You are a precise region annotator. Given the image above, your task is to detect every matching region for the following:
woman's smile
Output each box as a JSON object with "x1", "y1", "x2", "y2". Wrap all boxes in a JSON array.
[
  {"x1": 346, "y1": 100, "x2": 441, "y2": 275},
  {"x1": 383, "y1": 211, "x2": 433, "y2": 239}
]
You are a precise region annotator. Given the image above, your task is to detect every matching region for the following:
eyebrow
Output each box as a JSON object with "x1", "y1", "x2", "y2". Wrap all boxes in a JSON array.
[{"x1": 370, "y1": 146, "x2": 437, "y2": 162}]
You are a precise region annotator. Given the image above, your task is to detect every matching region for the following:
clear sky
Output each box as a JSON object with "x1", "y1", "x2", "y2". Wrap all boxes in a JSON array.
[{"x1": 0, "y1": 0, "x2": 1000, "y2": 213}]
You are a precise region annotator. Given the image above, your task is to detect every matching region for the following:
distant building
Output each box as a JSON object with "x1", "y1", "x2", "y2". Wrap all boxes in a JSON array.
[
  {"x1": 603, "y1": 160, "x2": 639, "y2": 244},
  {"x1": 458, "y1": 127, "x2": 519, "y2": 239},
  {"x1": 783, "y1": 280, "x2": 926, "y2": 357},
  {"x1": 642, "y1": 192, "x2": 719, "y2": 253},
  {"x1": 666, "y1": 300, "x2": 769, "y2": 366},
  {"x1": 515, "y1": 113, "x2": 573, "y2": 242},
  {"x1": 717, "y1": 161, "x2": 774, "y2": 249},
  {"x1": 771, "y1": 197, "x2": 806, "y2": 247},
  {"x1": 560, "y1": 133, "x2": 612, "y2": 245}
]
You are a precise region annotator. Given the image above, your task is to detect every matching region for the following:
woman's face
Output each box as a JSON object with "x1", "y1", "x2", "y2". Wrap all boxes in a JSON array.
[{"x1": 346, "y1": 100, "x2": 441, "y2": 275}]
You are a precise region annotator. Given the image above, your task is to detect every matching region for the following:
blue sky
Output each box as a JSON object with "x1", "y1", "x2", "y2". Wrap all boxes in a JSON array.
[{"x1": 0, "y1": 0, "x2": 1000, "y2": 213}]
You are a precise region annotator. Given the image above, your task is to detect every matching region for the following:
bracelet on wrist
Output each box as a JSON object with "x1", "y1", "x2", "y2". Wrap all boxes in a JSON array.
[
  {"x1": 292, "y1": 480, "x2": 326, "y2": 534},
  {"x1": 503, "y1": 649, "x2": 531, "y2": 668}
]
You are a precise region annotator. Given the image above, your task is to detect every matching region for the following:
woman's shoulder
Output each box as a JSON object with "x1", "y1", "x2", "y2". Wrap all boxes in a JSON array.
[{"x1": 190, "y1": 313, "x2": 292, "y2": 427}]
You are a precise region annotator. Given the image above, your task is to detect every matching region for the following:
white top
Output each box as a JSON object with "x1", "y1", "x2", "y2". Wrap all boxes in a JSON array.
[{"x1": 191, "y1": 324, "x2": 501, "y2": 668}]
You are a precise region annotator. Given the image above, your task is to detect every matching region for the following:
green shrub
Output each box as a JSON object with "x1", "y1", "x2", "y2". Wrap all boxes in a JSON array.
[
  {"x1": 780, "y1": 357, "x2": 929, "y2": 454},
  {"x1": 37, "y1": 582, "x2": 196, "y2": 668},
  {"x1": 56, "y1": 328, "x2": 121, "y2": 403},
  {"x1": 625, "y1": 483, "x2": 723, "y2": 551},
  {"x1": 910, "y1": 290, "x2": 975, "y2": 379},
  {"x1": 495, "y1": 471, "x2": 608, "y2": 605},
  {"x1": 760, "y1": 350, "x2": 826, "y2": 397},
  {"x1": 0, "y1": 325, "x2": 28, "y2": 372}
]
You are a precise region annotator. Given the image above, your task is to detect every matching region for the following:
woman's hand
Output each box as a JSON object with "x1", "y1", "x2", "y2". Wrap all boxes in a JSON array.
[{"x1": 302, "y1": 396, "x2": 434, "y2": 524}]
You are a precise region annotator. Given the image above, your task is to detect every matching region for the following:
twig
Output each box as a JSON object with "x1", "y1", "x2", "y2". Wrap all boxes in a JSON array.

+===+

ZADANIE: Zbierz, proszę, z pozycji powyżej wszystkie wiersze, w których występuje słowo „woman”.

ROZWIĄZANIE ZADANIA:
woman's smile
woman's face
woman's shoulder
woman's hand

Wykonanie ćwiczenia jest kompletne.